---- STORED DATA

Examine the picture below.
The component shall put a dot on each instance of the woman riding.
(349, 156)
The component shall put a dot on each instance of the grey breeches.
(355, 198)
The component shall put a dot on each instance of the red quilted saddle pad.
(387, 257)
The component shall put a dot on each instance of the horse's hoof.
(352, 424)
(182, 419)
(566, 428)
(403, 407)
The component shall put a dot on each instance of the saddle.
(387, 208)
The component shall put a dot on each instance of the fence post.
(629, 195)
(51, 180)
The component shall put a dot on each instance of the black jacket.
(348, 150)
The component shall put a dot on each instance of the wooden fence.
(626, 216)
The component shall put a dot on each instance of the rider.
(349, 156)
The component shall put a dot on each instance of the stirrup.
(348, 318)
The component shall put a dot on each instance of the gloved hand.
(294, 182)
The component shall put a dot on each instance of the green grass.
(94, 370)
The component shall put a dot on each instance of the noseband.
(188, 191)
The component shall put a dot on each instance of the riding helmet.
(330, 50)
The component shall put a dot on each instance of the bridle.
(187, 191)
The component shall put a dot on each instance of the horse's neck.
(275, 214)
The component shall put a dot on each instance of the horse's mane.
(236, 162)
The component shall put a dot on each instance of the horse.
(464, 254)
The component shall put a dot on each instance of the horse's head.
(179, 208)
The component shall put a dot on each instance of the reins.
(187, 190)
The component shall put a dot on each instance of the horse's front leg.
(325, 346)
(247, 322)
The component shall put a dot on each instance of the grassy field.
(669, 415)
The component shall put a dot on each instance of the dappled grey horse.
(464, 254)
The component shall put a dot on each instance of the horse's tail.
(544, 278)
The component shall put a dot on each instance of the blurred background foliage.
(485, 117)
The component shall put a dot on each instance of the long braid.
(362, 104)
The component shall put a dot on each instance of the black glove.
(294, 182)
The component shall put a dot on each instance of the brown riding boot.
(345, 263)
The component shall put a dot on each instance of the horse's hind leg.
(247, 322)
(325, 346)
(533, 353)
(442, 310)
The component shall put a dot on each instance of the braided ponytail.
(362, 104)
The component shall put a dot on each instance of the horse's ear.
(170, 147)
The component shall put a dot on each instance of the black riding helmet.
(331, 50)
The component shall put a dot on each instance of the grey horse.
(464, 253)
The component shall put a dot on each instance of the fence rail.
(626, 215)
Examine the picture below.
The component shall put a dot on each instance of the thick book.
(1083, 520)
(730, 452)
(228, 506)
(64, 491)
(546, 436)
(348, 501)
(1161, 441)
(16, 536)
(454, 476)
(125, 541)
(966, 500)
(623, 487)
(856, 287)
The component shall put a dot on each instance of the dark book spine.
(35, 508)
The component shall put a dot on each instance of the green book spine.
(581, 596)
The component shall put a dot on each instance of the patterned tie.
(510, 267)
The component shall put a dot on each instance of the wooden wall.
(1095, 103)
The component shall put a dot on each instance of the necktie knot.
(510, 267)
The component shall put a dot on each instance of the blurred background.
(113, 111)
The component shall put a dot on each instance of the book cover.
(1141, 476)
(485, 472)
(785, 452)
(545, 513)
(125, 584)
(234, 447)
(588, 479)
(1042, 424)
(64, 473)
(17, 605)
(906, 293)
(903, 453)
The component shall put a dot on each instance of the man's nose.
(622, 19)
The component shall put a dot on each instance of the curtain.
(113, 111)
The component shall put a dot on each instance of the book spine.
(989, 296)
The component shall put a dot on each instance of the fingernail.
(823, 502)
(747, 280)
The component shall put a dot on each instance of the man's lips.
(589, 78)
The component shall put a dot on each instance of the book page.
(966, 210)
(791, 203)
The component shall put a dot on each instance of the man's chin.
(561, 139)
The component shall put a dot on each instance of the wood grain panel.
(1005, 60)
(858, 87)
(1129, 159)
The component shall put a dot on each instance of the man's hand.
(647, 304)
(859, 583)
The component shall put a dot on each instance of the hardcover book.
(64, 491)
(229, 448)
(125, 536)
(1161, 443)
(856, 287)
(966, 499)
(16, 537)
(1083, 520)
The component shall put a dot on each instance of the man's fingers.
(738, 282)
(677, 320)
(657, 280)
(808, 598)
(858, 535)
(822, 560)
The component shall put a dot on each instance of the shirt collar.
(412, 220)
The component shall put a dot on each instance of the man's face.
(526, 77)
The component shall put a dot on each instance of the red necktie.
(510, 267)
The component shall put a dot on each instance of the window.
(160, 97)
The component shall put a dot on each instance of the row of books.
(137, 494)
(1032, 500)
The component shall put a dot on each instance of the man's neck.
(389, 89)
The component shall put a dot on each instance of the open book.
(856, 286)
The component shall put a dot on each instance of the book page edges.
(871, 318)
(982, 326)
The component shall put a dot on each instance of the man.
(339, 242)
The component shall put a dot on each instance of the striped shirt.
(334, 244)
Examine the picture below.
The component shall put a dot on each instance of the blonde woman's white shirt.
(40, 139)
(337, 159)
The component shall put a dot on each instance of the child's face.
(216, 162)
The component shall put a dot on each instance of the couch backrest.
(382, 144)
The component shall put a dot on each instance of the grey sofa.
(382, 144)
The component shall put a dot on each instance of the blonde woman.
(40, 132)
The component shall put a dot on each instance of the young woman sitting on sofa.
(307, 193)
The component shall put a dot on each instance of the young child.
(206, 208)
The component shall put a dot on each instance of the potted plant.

--------

Copy every line of the listing above word for word, from start to finish.

Examine the picture below.
The component shall put a dot on each instance of the woman riding.
(349, 156)
The component shall put a dot on each instance of the grey breeches.
(355, 198)
The component shall put a dot on each instance of the red quilted saddle pad.
(387, 257)
The component shall put a dot on each instance of the horse's hoof.
(352, 424)
(182, 419)
(566, 428)
(403, 407)
The component shall put a dot on each instance of the saddle.
(387, 208)
The component shall put a dot on each instance of the fence post.
(629, 195)
(51, 180)
The component shall put a dot on each instance of the black jacket.
(348, 150)
The component shall put a dot on each instance of the wooden fence.
(626, 216)
The component shall put a dot on each instance of the rider.
(349, 156)
The component shall put a dot on each instance of the stirrup.
(348, 318)
The component shall put a dot on each instance of the gloved hand.
(294, 182)
The component shall put a dot on each instance of the green grass.
(94, 370)
The component shall put a dot on each instance of the noseband.
(188, 191)
The component shall put a dot on each instance of the riding helmet.
(330, 50)
The component shall put a dot on each instance of the bridle.
(187, 191)
The component shall put a dot on each instance of the horse's neck.
(275, 214)
The component shall put a dot on each instance of the horse's mane.
(236, 162)
The component shall put a dot on each instance of the horse.
(464, 254)
The component shall put a dot on each instance of the horse's head.
(179, 208)
The component shall put a dot on each instance of the reins.
(187, 190)
The component shall put a dot on each instance of the horse's front leg.
(325, 346)
(247, 322)
The component shall put a dot on each instance of the grassy field.
(669, 415)
The component shall put a dot on each instance of the dappled grey horse.
(464, 254)
The component shall put a dot on each instance of the horse's tail.
(544, 278)
The component shall put a dot on each instance of the blurred background foliage.
(485, 117)
The component shall put a dot on each instance of the long braid.
(362, 104)
The component shall put a dot on each instance of the black glove.
(294, 182)
The component shall put a dot on each instance of the brown riding boot.
(345, 263)
The component shall put a dot on each instance of the horse's hind leg.
(247, 322)
(325, 346)
(533, 353)
(442, 310)
The component shall put a dot on each instance of the braided ponytail.
(362, 104)
The component shall put a dot on each instance of the horse's ear.
(170, 147)
The component shall put a dot on each instance of the black riding helmet.
(331, 50)
The component shall put a dot on each instance of the grey horse.
(464, 253)
The component shall put a dot on each instance of the fence rail.
(626, 215)
Examine the picture below.
The component shall put a dot on each instance of the thick book.
(1083, 520)
(730, 452)
(228, 506)
(64, 491)
(546, 436)
(348, 501)
(1161, 441)
(16, 536)
(454, 476)
(125, 541)
(966, 500)
(623, 487)
(856, 287)
The component shall put a dot on each instance of the dark book spine.
(35, 508)
The component shall put a dot on each instance of the green book spine.
(581, 596)
The component shall put a dot on each instance of the patterned tie.
(510, 267)
The component shall put a dot on each instance of the wooden wall.
(1095, 103)
The component shall put a dot on each instance of the necktie knot.
(510, 267)
The component shall put a dot on each instance of the blurred background.
(113, 111)
The component shall put a dot on each instance of the book cover.
(1141, 476)
(485, 472)
(785, 452)
(545, 513)
(125, 584)
(234, 447)
(588, 479)
(1042, 424)
(64, 473)
(17, 605)
(906, 293)
(903, 453)
The component shall put a dot on each instance of the man's nose.
(622, 19)
The component shall put a dot on each instance of the curtain.
(113, 111)
The component shall put a dot on each instance of the book spine.
(989, 296)
The component shall put a dot on each instance of the fingernail.
(823, 502)
(747, 280)
The component shall put a dot on each instance of the man's lips.
(589, 78)
The component shall put a dot on each instance of the book page.
(966, 210)
(791, 203)
The component shall put a dot on each instance of the man's chin.
(561, 139)
The component shall put a dot on each instance of the wood grain panel.
(1005, 60)
(858, 87)
(1129, 159)
The component shall put a dot on each instance of the man's hand.
(647, 304)
(859, 583)
The component shall put a dot on each instance of the hardcover book.
(64, 491)
(229, 448)
(125, 536)
(1161, 443)
(856, 287)
(966, 499)
(16, 537)
(1083, 520)
The component shall put a dot on each instance of the man's fingers.
(738, 282)
(677, 320)
(657, 280)
(808, 598)
(858, 535)
(822, 560)
The component shall put a dot on each instance of the shirt collar.
(412, 220)
The component shall put a dot on each instance of the man's face.
(526, 77)
The component shall put a dot on each instance of the red necktie.
(510, 267)
The component shall put a dot on each instance of the window.
(160, 97)
The component shall put a dot on each instance of the row of books.
(137, 494)
(1032, 500)
The component shall put a dot on each instance of the man's neck.
(389, 89)
The component shall put a dot on each instance of the open book.
(856, 286)
The component shall put a dot on each instance of the book page edges.
(871, 318)
(982, 326)
The component shall put a dot on each instance of the man.
(339, 242)
The component shall put a dot on each instance of the striped shirt.
(334, 244)
Examine the picture below.
The component shall put a dot on each instance of the blonde woman's white shirt.
(40, 139)
(337, 159)
The component shall put a dot on each instance of the child's face.
(216, 162)
The component shall put a dot on each instance of the couch backrest.
(382, 144)
The component shall put a dot on each instance of the grey sofa.
(382, 144)
The component shall put a dot on each instance of the blonde woman.
(40, 132)
The component shall put a dot on each instance of the young woman sitting on sofa.
(307, 193)
The component shall put a dot on each instance of the young child.
(206, 208)
The component shall put a dot on each instance of the potted plant.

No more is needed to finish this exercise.